# AIM OF THE TASK:
Copy exactly the lines from the first line of the records below through the line containing "in brick wall in the photo above.", including both, and nothing else.
─── INPUT MATERIAL ───
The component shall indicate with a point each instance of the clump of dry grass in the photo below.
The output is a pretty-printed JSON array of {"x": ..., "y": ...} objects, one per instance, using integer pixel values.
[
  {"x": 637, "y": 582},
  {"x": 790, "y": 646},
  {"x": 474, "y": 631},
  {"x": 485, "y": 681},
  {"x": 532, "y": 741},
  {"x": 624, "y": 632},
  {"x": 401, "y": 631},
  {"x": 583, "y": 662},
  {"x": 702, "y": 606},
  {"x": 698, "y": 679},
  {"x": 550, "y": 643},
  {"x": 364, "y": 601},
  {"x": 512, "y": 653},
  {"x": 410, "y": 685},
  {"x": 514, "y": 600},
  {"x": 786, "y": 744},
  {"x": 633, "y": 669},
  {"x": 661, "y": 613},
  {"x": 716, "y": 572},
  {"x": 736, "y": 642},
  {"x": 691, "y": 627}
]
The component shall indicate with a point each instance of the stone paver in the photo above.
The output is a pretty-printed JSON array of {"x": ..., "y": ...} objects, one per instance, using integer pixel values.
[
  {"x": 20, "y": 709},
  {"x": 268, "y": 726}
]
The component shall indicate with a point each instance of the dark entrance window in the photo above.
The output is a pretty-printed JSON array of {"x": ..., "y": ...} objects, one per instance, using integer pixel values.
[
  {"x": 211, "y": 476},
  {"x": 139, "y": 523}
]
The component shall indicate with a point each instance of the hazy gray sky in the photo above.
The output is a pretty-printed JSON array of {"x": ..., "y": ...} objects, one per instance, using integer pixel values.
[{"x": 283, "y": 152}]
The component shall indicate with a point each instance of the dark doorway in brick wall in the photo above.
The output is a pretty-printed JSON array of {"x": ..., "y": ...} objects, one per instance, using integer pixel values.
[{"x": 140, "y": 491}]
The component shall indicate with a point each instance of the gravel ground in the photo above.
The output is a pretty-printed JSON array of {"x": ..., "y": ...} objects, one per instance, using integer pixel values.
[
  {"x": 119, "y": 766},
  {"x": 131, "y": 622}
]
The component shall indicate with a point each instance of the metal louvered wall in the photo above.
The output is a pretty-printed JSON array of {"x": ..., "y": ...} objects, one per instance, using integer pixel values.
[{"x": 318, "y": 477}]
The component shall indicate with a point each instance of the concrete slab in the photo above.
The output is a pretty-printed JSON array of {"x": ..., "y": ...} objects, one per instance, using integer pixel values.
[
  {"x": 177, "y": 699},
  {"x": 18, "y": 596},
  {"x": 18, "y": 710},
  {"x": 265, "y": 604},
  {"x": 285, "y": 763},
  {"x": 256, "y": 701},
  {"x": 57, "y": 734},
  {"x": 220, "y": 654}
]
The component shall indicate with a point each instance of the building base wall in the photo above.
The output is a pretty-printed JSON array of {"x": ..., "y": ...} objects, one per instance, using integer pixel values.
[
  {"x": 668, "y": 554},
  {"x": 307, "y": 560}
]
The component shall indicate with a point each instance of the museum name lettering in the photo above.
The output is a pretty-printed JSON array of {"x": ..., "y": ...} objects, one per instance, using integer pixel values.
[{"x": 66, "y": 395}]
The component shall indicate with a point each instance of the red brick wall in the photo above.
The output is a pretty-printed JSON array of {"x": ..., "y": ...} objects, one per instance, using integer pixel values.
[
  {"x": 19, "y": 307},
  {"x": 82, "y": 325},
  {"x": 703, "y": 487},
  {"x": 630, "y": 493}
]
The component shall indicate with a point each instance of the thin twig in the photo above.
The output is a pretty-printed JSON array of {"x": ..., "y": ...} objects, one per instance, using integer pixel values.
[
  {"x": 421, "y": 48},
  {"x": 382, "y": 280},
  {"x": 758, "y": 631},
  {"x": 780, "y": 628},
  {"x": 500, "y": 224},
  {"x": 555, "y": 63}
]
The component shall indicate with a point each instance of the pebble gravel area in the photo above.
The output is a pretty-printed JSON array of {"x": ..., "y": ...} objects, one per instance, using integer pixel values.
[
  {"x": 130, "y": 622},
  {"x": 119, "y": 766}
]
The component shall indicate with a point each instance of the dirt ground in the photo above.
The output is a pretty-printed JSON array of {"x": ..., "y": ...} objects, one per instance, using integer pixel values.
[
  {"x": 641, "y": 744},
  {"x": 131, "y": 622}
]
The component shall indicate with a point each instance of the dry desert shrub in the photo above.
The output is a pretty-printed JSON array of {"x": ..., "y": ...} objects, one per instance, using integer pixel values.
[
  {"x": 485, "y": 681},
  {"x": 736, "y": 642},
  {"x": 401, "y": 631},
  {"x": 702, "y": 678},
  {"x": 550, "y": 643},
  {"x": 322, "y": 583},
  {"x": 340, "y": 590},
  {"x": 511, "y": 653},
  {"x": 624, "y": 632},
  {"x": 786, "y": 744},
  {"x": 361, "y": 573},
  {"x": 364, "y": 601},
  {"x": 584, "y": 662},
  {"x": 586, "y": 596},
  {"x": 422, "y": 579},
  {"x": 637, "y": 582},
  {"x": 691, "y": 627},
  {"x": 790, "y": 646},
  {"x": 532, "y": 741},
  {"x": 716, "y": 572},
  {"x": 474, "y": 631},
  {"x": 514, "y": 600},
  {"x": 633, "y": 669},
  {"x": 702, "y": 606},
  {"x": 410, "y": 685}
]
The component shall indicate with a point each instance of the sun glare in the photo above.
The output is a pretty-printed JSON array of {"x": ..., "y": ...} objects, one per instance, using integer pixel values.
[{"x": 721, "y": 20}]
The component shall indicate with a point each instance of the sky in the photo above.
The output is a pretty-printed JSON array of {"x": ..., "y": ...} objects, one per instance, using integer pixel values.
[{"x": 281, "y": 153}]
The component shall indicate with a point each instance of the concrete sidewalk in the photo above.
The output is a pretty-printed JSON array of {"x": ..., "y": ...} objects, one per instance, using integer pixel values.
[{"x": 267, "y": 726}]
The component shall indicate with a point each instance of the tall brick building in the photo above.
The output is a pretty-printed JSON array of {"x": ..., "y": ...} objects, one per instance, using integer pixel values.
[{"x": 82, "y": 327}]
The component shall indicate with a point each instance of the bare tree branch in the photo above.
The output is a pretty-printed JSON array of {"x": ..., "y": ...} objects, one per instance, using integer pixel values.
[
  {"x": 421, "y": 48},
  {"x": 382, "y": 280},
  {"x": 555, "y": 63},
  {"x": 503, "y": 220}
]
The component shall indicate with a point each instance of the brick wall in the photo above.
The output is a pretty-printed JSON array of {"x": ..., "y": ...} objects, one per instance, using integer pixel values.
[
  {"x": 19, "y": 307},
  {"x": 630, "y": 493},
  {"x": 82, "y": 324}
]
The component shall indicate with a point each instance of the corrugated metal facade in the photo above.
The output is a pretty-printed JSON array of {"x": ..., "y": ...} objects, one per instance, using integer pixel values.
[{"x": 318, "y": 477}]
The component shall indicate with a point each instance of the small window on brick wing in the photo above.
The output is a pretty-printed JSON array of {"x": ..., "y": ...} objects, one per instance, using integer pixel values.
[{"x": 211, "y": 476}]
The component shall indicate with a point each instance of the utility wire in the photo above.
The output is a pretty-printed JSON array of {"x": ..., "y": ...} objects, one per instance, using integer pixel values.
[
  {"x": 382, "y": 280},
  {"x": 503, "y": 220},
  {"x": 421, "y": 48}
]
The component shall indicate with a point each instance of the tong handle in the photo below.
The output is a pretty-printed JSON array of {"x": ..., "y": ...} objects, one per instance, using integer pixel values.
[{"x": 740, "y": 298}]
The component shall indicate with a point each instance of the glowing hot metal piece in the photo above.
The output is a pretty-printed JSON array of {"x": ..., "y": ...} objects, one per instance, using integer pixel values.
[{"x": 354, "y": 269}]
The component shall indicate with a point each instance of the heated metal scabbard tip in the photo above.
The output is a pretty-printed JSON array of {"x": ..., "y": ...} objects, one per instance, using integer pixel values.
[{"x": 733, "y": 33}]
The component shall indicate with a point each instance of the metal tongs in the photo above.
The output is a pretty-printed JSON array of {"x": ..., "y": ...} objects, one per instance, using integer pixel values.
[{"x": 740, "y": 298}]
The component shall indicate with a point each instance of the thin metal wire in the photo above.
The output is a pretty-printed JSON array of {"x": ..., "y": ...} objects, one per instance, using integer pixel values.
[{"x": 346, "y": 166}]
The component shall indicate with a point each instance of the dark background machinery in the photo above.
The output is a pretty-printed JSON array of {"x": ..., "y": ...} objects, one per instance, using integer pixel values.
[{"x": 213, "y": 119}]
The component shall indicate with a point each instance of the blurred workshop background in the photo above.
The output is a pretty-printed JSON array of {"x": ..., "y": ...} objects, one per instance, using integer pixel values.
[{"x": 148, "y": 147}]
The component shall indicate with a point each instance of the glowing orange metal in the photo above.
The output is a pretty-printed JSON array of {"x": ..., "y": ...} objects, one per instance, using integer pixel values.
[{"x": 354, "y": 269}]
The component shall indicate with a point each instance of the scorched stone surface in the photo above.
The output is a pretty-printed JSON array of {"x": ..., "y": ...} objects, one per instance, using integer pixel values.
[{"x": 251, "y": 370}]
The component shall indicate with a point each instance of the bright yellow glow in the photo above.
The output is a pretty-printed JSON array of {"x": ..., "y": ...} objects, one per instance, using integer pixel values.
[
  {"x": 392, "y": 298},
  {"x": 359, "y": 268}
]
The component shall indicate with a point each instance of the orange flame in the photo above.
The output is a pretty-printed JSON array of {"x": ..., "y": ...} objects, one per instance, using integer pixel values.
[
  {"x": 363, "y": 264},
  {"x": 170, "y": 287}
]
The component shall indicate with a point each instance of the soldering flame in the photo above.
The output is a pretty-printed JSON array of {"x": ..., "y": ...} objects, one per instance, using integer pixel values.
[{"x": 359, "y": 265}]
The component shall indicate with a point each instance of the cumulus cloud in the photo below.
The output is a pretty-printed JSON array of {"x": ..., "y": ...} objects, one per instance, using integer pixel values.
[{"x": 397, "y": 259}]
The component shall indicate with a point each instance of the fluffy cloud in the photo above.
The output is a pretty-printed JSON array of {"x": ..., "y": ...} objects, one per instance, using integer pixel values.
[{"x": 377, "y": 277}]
───
# RESULT FOR THIS TASK:
The component shall indicate with a point each instance of the clump of dry grass in the photo below.
The output is a pretty-printed JSON array of {"x": ..., "y": ...} objects, one per instance, using integer pixel values.
[
  {"x": 637, "y": 582},
  {"x": 790, "y": 646},
  {"x": 474, "y": 631},
  {"x": 485, "y": 681},
  {"x": 532, "y": 741},
  {"x": 624, "y": 632},
  {"x": 401, "y": 631},
  {"x": 583, "y": 662},
  {"x": 702, "y": 606},
  {"x": 698, "y": 679},
  {"x": 550, "y": 643},
  {"x": 364, "y": 601},
  {"x": 512, "y": 653},
  {"x": 410, "y": 685},
  {"x": 514, "y": 600},
  {"x": 786, "y": 744},
  {"x": 633, "y": 669},
  {"x": 661, "y": 613},
  {"x": 716, "y": 572},
  {"x": 736, "y": 642},
  {"x": 691, "y": 627}
]
The component shall indicate with a point each instance of the stone paver in the photo above.
The output is a pretty-printed JSON array of {"x": ..., "y": ...} objects, one per instance, using integer pixel values.
[
  {"x": 20, "y": 709},
  {"x": 268, "y": 726}
]
The component shall indicate with a point each instance of the dark entrance window in the photo above.
The output is a pretty-printed JSON array of {"x": ..., "y": ...} objects, one per instance, using integer pixel values.
[
  {"x": 211, "y": 476},
  {"x": 139, "y": 523}
]
The component shall indicate with a point each instance of the hazy gray sky in the photo above.
The output is a pretty-printed JSON array of {"x": ..., "y": ...} objects, one per instance, using integer pixel values.
[{"x": 283, "y": 152}]
The component shall indicate with a point each instance of the dark doorway in brick wall in the photo above.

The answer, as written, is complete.